Task instructions:
a: In the passage about Shiela Grant Duff, what is the title of her 1938 best-selling Penguin Special?
b: Say whether each statement agrees with the passage about Shiela Grant Duff, answering yes or no and quoting the deciding words. (i) Winston Churchill's wife was a distant relation of Grant Duff. (ii) Von Trott told Grant Duff about his resistance activity. (iii) Danzig is described as one of the most important ports on the North Sea.
c: Continue the passage about Shiela Grant Duff from where it stops.

---------- Document extract ----------

By the spring of 1937, Grant Duff was increasingly at odds with The Observers support for appeasement and their being viewed by many in Prague as being in the pay of the German government. After meeting Basil Newton, the British minister in Prague, she wrote she was feeling "terribly depressed by the cynical and uncaring attitude of my fellow countrymen" towards Czechoslovakia. In May she resigned from her position with the paper and undertook freelance assignments for other newspapers. At the behest of Ripka, Grant Duff also met with Winston Churchill (whose wife was a distant relation of hers), and served as a contact between the two men over the next two years.

Grant Duff's 1938 best-selling Penguin Special, Europe and the Czechs was delivered to British Parliamentarians the very day that British Prime Minister Neville Chamberlain returned from Munich having signed the agreement with Adolf Hitler that forced the secession of the Sudetenland to Germany. Its publication brought Grant Duff prominence, and identified her placement between supporters of appeasement and those "on the side of the Angels" or, as Churchill, "in the Wilderness".

Grant Duff could not have served von Trott as a contact point between Churchill and the German government, for von Trott had confided neither his Official nor his resistance activity to Grant Duff. However, despite Grant Duff's open condemnation to him of his appeasement cronies, he met Grant Duff and Ripka in a last visit to England after which Ripka reported to Churchill the substance of an "astounding" proposition Trott made to Ripka, which they appropriately believed emanated from Hermann Göring, for Hitler's army to withdraw from German-occupied Protectorate of Bohemia and Moravia in return for Polish territory and the Free City of Danzig, which was one of the most important ports on the Baltic.

Shiela Grant Duff's testimony regarding her friend's proposition and von Trott's using this same offer in attempt to sway Neville Chamberlain, bears upon analysis of the appeasement era and of Widerstand positioning in mid-1939. Grant Duff herself was ever-after unsure as to whether von Trott genuinely sought this transfer of territory or, saw it as a means to achieve another end, and by preventing an out-break of war, give time to some un-specific Widerstand counter-Hitler push.

---------- Data supplied ----------

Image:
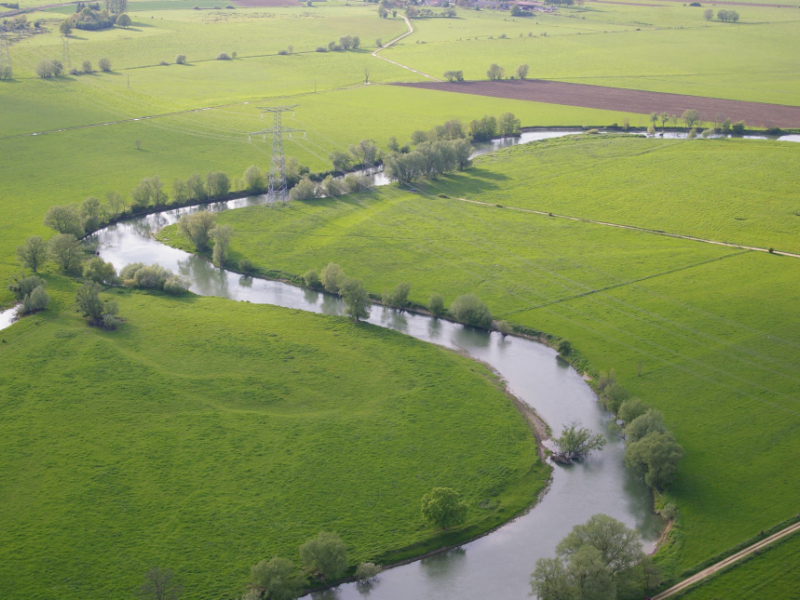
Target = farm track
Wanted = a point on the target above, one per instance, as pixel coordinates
(632, 228)
(723, 564)
(397, 39)
(754, 114)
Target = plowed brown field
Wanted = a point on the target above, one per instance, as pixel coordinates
(755, 114)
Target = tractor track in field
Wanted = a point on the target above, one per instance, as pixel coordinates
(727, 562)
(632, 228)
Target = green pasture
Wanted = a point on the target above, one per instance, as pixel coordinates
(770, 574)
(204, 435)
(705, 333)
(61, 168)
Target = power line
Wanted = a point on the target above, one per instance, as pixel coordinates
(278, 187)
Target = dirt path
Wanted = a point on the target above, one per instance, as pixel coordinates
(755, 114)
(631, 227)
(727, 562)
(397, 39)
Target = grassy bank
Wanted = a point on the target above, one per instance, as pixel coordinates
(675, 318)
(205, 435)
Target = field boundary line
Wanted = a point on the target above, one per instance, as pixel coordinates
(715, 568)
(397, 39)
(633, 228)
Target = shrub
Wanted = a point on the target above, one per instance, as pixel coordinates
(325, 554)
(443, 508)
(311, 278)
(436, 305)
(469, 310)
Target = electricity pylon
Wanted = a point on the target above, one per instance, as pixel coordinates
(278, 188)
(65, 53)
(5, 56)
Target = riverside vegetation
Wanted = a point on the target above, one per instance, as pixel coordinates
(675, 319)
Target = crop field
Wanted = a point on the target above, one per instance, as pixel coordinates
(186, 437)
(675, 318)
(772, 574)
(236, 436)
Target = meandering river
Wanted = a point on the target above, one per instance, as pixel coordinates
(497, 565)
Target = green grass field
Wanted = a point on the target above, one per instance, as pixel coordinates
(771, 574)
(711, 329)
(204, 435)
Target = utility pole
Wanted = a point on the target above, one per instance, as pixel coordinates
(65, 53)
(278, 188)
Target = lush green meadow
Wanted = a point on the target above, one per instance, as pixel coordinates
(705, 333)
(771, 574)
(204, 435)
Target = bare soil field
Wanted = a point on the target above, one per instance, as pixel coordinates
(754, 114)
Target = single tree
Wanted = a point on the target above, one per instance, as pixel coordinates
(160, 584)
(33, 253)
(356, 299)
(620, 547)
(469, 310)
(332, 278)
(495, 72)
(275, 579)
(657, 456)
(197, 227)
(444, 508)
(64, 219)
(576, 442)
(66, 251)
(325, 554)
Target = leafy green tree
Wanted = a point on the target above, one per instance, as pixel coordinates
(644, 425)
(356, 299)
(222, 235)
(64, 219)
(66, 251)
(620, 547)
(100, 313)
(657, 455)
(91, 213)
(33, 253)
(197, 226)
(99, 271)
(332, 278)
(325, 554)
(275, 579)
(436, 305)
(444, 508)
(469, 310)
(576, 442)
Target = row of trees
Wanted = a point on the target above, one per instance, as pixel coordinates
(650, 448)
(496, 72)
(599, 560)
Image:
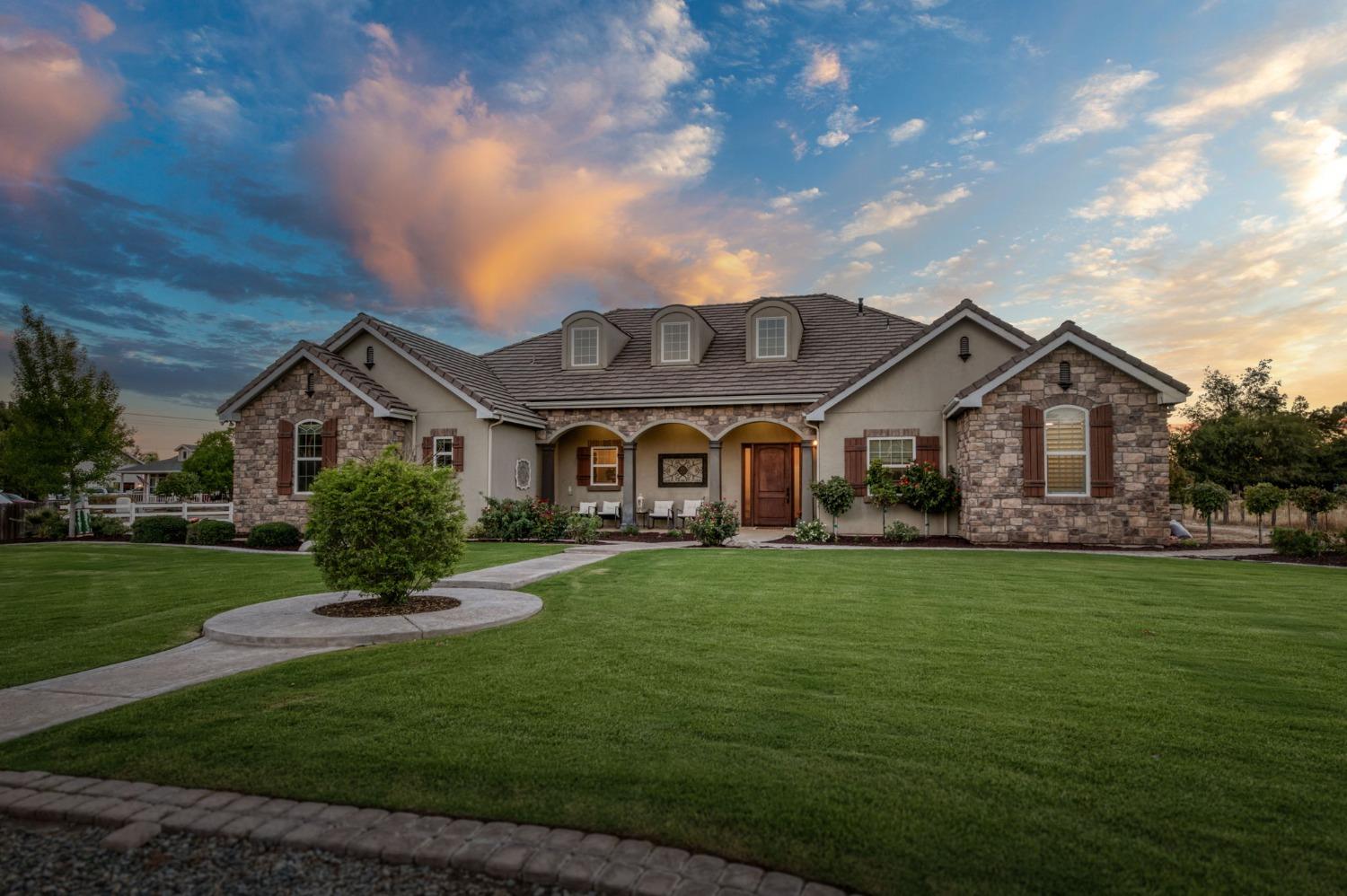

----------

Task-by-task answers:
a: Europe and the Czechs

b:
(i) Yes: "whose wife was a distant relation of hers"
(ii) No: "von Trott had confided neither his Official nor his resistance activity to Grant Duff"
(iii) No: "which was one of the most important ports on the Baltic"

c:
==Later years==
At the start of the Second World War, Grant Duff was working at the Royal Institute for International Affairs. She resigned the position and subsequently went to work for the BBC's European Service as their first editor of the Czech section. Her 1942 book, A German Protectorate, beside revealing a case of the administration of Nazism in occupied territory, was also a study of the inter-Continental strategic implications of German's south-eastward expansionism.

In the decades after the war, she became a farmer and, in 1982, published a memoir of her early years in journalism, The Parting of Ways. Six years later, amidst successive historians' studies of the German Widerstand and von Trott's part in it, the full correspondence between Grant Duff and von Trott saw publication. Shiela Grant Duff's final break with von Trott of June 1939, caused by the "Danzig for Prague" proposition, continued to influence a division of attitude concerning largely herself and, on the other side, those who leaned to the view that not only was the Widerstand misunderstood even prior to the Second World War, but that Churchill particularly erred in holding to the wartime policy of unconditional surrender.

== Works ==
- German and Czech: A Threat to European Peace (New Fabian Research Bureau Pamphlets. no. 36.), Victor Gollancz, 1937.
- Europe and the Czechs, Penguin Books, 1938.
- A German Protectorate. The Czechs under Nazi rule, Macmillan, 1942.
- Funf Jahre Bis Zum Krieg. Eine Engländerin im Widerstand gegen Hitler. C.H.Beck, 1978. ISBN 3-406-01412-7
- The Parting of Ways: A Personal Account of the Thirties, Peter Owen, 1982, ISBN 0-7206-0586-5.

==Family==
Grant Duff was married twice. During her first marriage, which was in 1942, to Noel Newsome, the founder of the BBC's European Service, she had two children, and the marriage ended in divorce. In 1952, she married Micheal Sokolov Grant, originally Micheal Vicentivich Sokolov, a second-generation White Russian who served as an officer in the Royal Navy in WWII, and died in 1998. During their marriage they had three children.